# [Material for this exercise]
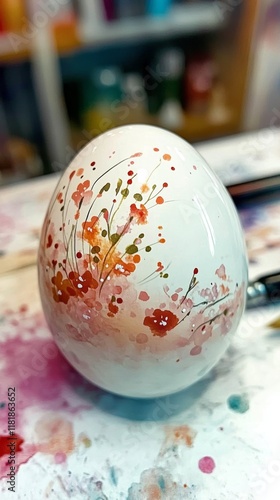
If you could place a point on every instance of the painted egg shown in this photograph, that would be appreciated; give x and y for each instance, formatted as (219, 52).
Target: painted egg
(142, 263)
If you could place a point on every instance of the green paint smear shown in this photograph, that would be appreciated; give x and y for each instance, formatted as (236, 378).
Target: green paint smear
(238, 403)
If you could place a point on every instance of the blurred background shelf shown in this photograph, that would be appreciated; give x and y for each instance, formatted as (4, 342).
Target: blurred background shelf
(90, 65)
(185, 19)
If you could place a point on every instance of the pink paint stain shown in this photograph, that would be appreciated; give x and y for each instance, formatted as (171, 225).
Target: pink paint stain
(44, 379)
(60, 458)
(206, 465)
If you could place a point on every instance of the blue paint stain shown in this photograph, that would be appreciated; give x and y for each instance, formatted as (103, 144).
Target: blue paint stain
(113, 476)
(161, 483)
(238, 403)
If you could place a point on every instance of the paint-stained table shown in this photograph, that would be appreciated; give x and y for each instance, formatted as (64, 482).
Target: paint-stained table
(218, 440)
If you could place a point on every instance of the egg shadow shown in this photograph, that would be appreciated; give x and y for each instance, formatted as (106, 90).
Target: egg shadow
(150, 409)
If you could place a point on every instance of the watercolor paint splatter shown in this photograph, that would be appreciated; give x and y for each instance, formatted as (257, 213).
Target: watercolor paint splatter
(121, 270)
(206, 465)
(156, 484)
(239, 403)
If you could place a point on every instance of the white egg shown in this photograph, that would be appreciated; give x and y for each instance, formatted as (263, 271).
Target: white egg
(142, 263)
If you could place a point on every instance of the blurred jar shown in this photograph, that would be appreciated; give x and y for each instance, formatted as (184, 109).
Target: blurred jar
(129, 8)
(171, 64)
(135, 98)
(101, 95)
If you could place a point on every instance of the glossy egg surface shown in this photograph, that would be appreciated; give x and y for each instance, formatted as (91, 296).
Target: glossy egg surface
(142, 263)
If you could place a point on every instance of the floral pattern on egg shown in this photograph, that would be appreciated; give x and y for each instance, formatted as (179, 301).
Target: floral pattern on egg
(106, 280)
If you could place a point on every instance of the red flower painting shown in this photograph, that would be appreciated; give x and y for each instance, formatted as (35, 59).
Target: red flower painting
(161, 322)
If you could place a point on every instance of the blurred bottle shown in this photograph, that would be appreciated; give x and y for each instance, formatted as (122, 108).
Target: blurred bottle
(129, 8)
(158, 8)
(102, 94)
(135, 98)
(199, 78)
(13, 15)
(170, 64)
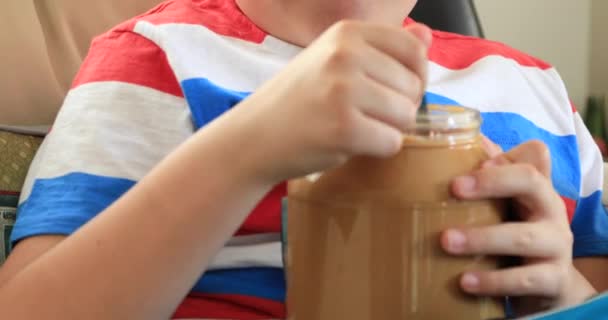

# [Exercise prompt]
Please state how many lines above contain the string "pattern". Reply with the number alone.

# [The completed task]
2